- TASK DETAILS -
Extract each line of the records that contains the string "Target", observing case exactly.

- DATA FOR PROCESSING -
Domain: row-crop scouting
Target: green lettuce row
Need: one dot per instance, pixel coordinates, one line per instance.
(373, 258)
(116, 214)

--

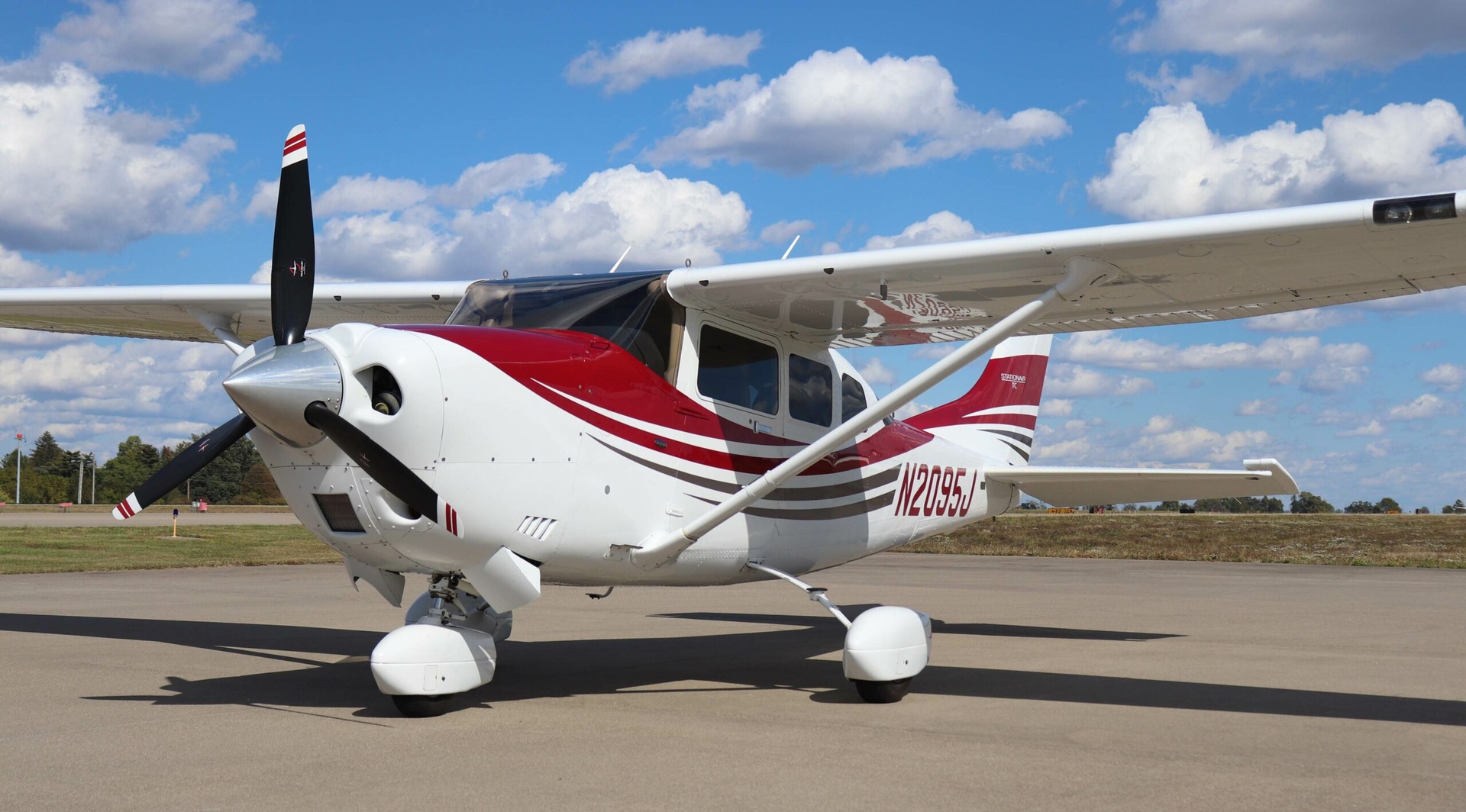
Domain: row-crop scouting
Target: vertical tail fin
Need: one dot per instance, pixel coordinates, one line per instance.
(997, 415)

* * *

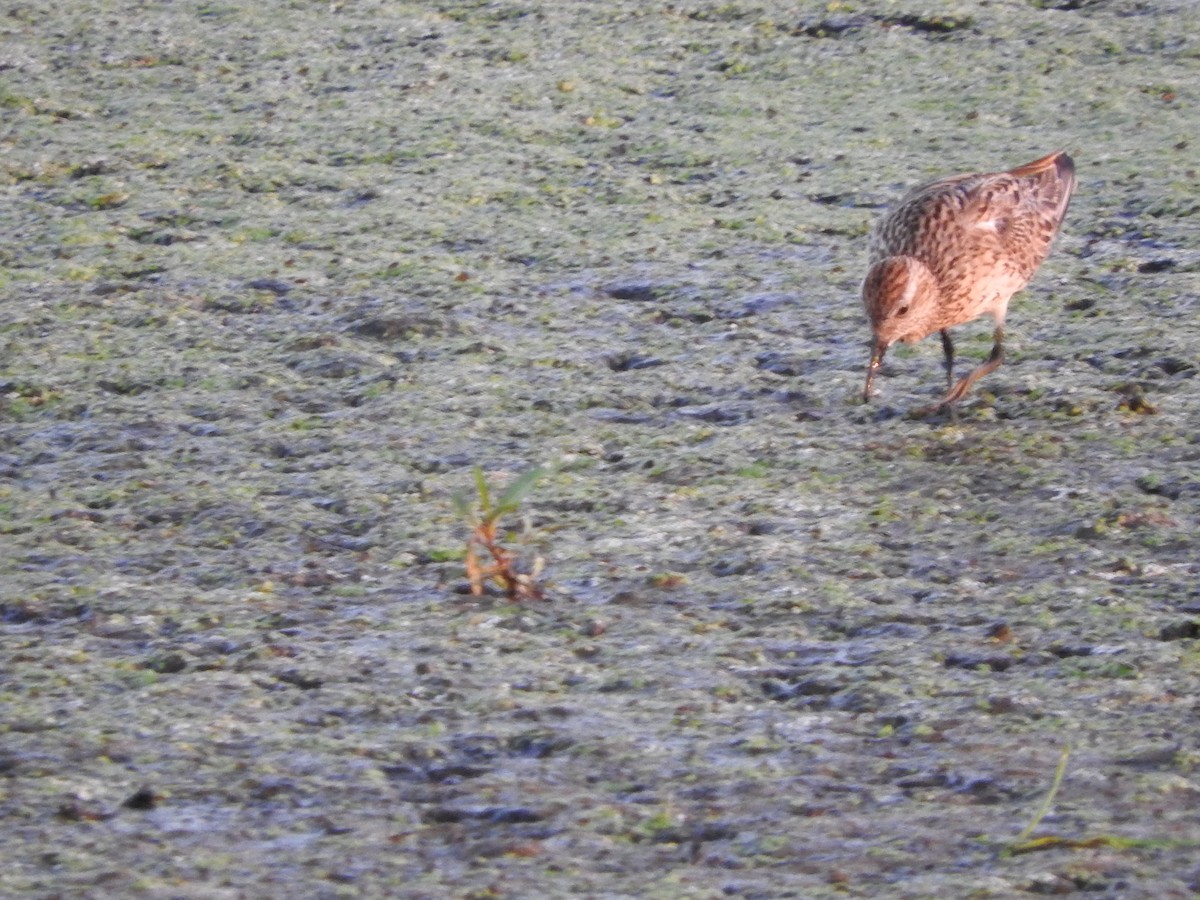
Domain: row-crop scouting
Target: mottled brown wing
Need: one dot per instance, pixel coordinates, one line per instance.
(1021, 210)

- WRITTEN RESPONSE -
Target: green lettuce row
Target: vertical tail fin
Target: mottled brown wing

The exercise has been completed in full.